She also “oversaw corporate responsibility at Microsoft and one of those things that I did was to help establish what’s called today the Office of Responsible AI,” she said.

Taking a walk down Memory Lane, she recalled there were a small number of principles back then that “all kind of boiled down to the same sort of concepts of, reliability, safety, security, fairness, inclusiveness, transparency, accountability –and those kinds of things.”

But she said, after that, there was an effort to “get these principles and distill them down into practice, and that takes a lot more than just publishing a set of principles.”

She added that “one of the key things that Microsoft has done since then is develop what’s called the Responsible AI Standard…. It’s a standard that really encompasses all of those principles but, principle by principle, talks about how you go about implementing that principle from the development life cycle all the way through deployment and then certainly in the post deployment area where you’re going to be monitoring and looking for how things are going.”

The annual SoCal Women’s Leadership Summit was presented by Qvest with sponsorship by Softtek, and took place at Nya Studios, located in the heart of Hollywood.

The full-day event, themed “Us, Our Org, Our Community,” offered a dynamic lineup of presentations and discussions.

WiTH, founded in 2014, plays a pivotal role in advancing women in entertainment technology. The WiTH Steering Committee, responsible for selecting Leadership Awards winners, comprises representatives from prominent organizations such as Amazon Studios, Microsoft, Lionsgate, NBCUniversal, Paramount, Sony Pictures Entertainment, and The Walt Disney Company.

Record extracts.
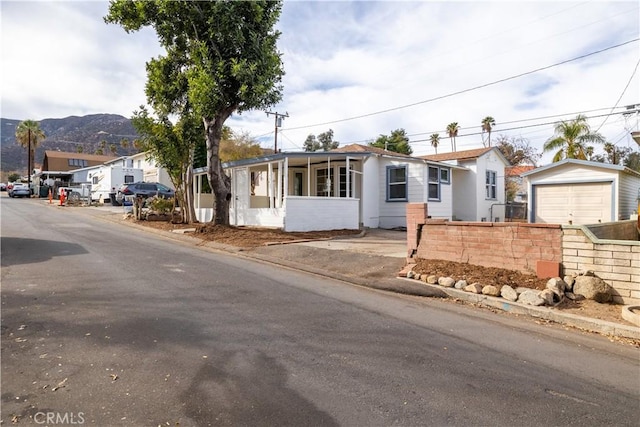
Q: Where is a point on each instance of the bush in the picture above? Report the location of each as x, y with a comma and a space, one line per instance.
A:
160, 205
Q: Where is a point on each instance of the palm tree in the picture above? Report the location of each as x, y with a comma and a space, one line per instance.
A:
435, 141
452, 130
487, 124
570, 139
29, 135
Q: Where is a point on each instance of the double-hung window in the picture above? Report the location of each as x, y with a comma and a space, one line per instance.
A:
397, 183
490, 185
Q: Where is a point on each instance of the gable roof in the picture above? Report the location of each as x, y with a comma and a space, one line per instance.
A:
359, 148
54, 154
511, 171
458, 155
583, 163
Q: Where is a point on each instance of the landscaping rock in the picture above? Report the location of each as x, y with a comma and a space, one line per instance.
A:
491, 291
508, 293
475, 288
460, 284
557, 285
531, 297
591, 287
569, 281
548, 295
447, 282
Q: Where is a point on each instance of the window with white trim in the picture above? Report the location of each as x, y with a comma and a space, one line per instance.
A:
397, 183
491, 186
433, 184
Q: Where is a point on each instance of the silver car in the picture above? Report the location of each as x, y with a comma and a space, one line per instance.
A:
19, 190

Exercise task A. According to the passage about the leadership summit, where was the event held?
Exercise task B. Rewrite the records from the line containing "Q: Where is a point on each instance of the gable" through the end of the records, inclusive, renaming "instance" to "occurrence" and leaving everything else unchanged. Output only those lines.
The text and the records have nothing to do with each other.

Full answer A. It was held at Nya Studios, in the heart of Hollywood.

Full answer B.
Q: Where is a point on each occurrence of the gable roof in the picture above? Report the location of each as x, y with a comma and a space, one line per occurrence.
A:
359, 148
54, 154
511, 171
458, 155
583, 163
Q: Where is a point on each occurrence of the landscaping rock in the picture above? Report the location of each as x, y with a comma and a space, one line per occurrence.
A:
491, 291
508, 293
475, 288
460, 284
557, 285
531, 297
591, 287
569, 281
548, 295
447, 282
Q: Where is a point on each occurrence of the window with white trim in the picture above? Report the location of each as x, y with a comma and a space, one line per occurrence.
A:
397, 183
491, 186
433, 184
Q: Where is a point on each occurrence of the silver car in the picture above? Report the location of each as x, y with a comma and a space, one line per occurrence.
A:
19, 190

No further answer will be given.